Top of THE INPUT
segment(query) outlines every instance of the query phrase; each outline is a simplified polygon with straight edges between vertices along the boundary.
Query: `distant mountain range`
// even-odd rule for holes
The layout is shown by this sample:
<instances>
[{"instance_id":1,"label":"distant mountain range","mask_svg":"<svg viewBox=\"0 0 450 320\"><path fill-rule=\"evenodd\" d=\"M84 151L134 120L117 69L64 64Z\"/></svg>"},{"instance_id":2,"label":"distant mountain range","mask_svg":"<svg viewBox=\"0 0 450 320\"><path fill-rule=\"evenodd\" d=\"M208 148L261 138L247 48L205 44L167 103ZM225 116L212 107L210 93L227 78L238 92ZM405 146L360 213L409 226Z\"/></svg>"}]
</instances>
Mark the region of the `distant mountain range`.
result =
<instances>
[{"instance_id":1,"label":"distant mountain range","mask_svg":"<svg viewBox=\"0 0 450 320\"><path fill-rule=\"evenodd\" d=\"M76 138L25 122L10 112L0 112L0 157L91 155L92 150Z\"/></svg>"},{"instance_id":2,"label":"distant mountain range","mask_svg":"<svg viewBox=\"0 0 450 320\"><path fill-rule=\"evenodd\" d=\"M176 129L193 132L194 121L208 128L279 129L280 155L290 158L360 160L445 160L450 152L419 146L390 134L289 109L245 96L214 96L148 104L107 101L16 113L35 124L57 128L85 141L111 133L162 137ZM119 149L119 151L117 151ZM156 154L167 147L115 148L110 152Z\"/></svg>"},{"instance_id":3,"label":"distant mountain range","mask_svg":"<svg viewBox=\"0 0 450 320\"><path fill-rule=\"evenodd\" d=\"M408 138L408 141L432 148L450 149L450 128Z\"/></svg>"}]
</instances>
Bottom of THE INPUT
TASK STATEMENT
The line with "Mark the region" is the last to include; transcribe exactly every line from the top of the material above down to it.

SOLUTION TO THIS TASK
segment(query) outlines every instance of the query phrase; each outline is a simplified polygon with straight edges between vertices along the boundary.
Query: `distant mountain range`
// even-odd rule for holes
The layout is shown by this sample:
<instances>
[{"instance_id":1,"label":"distant mountain range","mask_svg":"<svg viewBox=\"0 0 450 320\"><path fill-rule=\"evenodd\" d=\"M84 151L134 120L117 69L64 64Z\"/></svg>"},{"instance_id":2,"label":"distant mountain range","mask_svg":"<svg viewBox=\"0 0 450 320\"><path fill-rule=\"evenodd\" d=\"M208 148L261 138L247 48L205 44L167 103ZM225 116L212 107L210 93L227 78L238 92ZM405 146L360 213L409 226Z\"/></svg>"}]
</instances>
Mark the region of the `distant mountain range`.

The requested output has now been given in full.